*What is expected*. The records beneath should be restated word for word.

Stored items from a collection:
------------------------------------

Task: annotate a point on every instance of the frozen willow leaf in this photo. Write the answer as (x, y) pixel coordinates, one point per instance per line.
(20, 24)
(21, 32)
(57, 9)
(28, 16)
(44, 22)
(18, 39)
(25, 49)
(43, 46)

------------------------------------

*Written response*.
Task: annotate a point on every instance of the frozen willow leaf in this photo. Write the answer as (x, y) pixel coordinates, one point per instance per line.
(20, 24)
(21, 32)
(57, 9)
(28, 16)
(44, 22)
(18, 39)
(25, 49)
(43, 46)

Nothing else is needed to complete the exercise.